■ Given task ■
Reproduce the talk page comment below word for word, in full.

■ Source text ■

[START]

Either tell me what your changes would be, or show me what they would be in a draft somewhere. I can hardly give my approval pre-emptively to edits I know nothing about. I have asked some pretty direct and straightforward questions to try and work out what you propose, and I feel no nearer an answer. Please, just suggest here how the articles might be improved; that, after all, is what these talk pages are for. (And please, try to assume good faith; you have effectively asserted that I am unwilling to compromise, which is wholly untrue, and certainly unhelpful. I am desperately trying to find a mutually agreeable solution, but I can't agree or disagree with something unknown.) --Stemonitis (talk) 14:18, 28 May 2012 (UTC)

[END]

■ Entries from a box labeling dataset ■
[START]

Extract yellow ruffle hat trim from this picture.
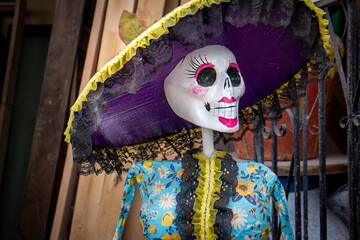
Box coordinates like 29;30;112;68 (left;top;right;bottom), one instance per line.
192;151;226;240
64;0;330;143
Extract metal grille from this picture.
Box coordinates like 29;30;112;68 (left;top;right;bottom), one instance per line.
253;0;360;240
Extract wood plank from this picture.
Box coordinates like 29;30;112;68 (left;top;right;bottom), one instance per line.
136;0;165;27
17;0;85;239
0;0;26;189
70;0;135;240
50;0;107;240
70;0;171;239
180;0;190;5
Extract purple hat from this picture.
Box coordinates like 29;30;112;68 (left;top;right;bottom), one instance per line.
65;0;328;174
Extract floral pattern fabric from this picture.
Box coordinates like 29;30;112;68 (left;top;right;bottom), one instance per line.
114;152;294;240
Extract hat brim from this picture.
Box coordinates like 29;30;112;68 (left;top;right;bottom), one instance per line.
65;0;327;172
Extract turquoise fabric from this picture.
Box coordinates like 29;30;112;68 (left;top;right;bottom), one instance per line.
114;155;294;240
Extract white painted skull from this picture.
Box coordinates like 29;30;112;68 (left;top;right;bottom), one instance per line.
164;45;245;132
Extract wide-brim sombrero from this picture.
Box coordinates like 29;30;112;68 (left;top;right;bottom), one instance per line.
65;0;328;174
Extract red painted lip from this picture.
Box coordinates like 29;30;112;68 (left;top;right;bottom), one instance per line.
219;97;236;103
219;117;238;128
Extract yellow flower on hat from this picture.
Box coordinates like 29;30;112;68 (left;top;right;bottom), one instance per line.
236;179;255;196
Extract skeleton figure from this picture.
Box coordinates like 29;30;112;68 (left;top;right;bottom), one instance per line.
114;45;293;240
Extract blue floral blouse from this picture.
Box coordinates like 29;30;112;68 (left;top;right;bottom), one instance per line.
114;151;294;240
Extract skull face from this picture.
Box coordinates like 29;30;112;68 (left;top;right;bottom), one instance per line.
164;45;245;132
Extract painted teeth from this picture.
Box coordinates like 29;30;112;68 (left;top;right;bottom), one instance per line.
205;102;237;118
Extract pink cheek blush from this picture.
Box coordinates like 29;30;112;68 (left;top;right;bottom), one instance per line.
240;84;246;96
189;82;209;97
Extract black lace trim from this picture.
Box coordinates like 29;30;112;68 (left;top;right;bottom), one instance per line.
214;154;238;239
175;151;238;239
73;129;202;176
175;151;200;240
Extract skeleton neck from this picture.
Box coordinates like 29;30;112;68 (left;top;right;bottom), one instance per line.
201;128;214;159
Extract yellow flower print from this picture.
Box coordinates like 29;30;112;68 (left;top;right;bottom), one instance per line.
136;173;144;182
119;218;126;227
162;233;181;240
236;179;255;196
143;160;152;171
140;218;145;232
261;222;270;240
161;211;175;226
176;168;184;177
246;165;258;174
149;224;156;234
129;178;135;187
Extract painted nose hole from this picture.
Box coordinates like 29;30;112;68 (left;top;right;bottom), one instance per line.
224;78;230;89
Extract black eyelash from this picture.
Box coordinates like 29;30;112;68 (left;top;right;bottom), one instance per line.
186;55;209;78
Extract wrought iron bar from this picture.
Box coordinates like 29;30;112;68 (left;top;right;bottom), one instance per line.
318;33;328;240
253;115;264;163
346;0;359;240
270;112;279;239
301;90;309;240
293;98;302;240
325;8;350;105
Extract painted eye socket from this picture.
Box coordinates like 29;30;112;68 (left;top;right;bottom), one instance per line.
226;63;241;87
195;67;216;87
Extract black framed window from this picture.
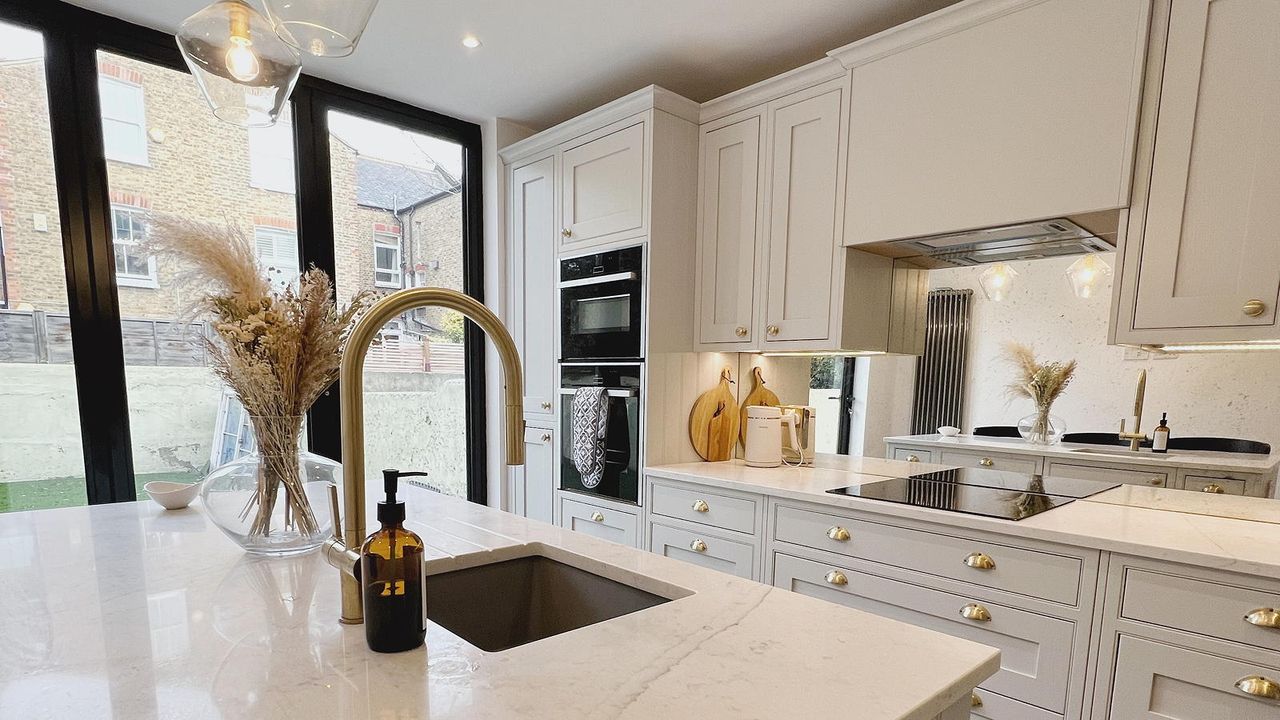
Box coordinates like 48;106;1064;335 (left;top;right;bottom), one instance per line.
0;3;486;511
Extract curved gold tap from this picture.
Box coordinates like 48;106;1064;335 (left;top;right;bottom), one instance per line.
325;287;525;625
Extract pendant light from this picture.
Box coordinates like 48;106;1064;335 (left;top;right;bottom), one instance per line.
178;0;302;127
978;263;1018;302
1066;255;1111;300
264;0;378;58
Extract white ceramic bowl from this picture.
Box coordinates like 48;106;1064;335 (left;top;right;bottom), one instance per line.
142;480;200;510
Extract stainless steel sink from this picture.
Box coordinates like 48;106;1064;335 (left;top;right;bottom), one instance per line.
426;555;671;652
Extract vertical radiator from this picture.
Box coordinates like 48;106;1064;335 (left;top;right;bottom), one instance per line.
911;288;973;434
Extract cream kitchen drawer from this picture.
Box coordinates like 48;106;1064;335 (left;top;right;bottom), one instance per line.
649;523;759;580
1120;568;1280;655
773;552;1075;712
559;496;640;547
649;483;763;534
1044;460;1169;488
773;505;1084;606
1107;635;1280;720
938;450;1043;475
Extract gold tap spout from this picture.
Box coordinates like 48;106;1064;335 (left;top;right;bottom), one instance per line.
325;287;525;625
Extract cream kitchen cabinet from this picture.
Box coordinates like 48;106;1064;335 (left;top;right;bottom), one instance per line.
829;0;1152;245
1111;0;1280;345
508;156;558;423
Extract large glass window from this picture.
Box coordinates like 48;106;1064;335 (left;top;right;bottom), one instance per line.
0;23;87;512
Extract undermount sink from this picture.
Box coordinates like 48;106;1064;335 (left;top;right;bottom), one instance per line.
426;555;671;652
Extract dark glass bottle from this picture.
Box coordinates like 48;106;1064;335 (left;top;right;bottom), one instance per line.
360;470;426;652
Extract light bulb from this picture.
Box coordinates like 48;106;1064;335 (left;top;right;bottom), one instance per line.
227;37;261;82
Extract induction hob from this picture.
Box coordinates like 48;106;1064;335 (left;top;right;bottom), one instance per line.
827;468;1120;520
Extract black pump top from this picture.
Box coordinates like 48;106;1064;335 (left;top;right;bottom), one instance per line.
378;469;426;525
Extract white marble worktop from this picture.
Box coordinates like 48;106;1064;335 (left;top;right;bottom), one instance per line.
0;487;998;720
645;457;1280;578
884;433;1280;474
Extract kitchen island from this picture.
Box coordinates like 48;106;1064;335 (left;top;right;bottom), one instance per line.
0;487;998;720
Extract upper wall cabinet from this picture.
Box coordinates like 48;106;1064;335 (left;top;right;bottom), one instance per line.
1112;0;1280;345
829;0;1152;245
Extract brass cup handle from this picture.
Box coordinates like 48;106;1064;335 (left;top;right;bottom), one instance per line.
1244;607;1280;630
964;552;996;570
1235;675;1280;700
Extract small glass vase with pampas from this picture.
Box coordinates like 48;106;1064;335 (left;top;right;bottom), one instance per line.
147;217;372;555
1009;342;1076;445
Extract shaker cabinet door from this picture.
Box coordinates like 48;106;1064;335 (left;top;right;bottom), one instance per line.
698;117;760;343
1130;0;1280;330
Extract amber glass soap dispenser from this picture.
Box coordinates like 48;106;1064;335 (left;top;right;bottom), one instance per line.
360;461;426;652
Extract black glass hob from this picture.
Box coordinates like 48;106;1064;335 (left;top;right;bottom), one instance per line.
827;468;1120;520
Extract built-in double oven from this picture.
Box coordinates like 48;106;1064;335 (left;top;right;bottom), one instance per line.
559;247;644;503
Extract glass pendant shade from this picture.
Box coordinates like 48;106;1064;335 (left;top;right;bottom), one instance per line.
978;263;1018;302
1066;255;1111;299
264;0;378;58
178;0;302;127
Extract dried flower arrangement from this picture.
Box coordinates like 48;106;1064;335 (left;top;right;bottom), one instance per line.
1007;342;1076;443
146;217;375;537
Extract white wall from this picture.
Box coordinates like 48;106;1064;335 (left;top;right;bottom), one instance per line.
921;255;1280;446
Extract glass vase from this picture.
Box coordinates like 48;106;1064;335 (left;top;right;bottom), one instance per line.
200;447;342;556
1018;407;1066;445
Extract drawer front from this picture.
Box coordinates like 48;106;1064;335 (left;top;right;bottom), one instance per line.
649;483;758;534
1183;475;1248;495
773;505;1084;606
773;552;1075;712
1107;635;1280;720
1044;462;1169;488
561;498;640;547
649;523;758;580
969;688;1062;720
938;450;1041;475
1120;568;1280;652
893;447;933;462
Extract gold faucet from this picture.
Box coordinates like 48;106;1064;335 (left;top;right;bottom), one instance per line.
324;287;525;625
1120;370;1148;452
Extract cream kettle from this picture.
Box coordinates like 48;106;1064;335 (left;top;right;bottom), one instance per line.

[END]

■ Response to this exercise ■
Either tell me what your changes would be, or show me what they would be in a draft somewhere. I can hardly give my approval pre-emptively to edits I know nothing about. I have asked some pretty direct and straightforward questions to try and work out what you propose, and I feel no nearer an answer. Please, just suggest here how the articles might be improved; that, after all, is what these talk pages are for. (And please, try to assume good faith; you have effectively asserted that I am unwilling to compromise, which is wholly untrue, and certainly unhelpful. I am desperately trying to find a mutually agreeable solution, but I can't agree or disagree with something unknown.) --Stemonitis (talk) 14:18, 28 May 2012 (UTC)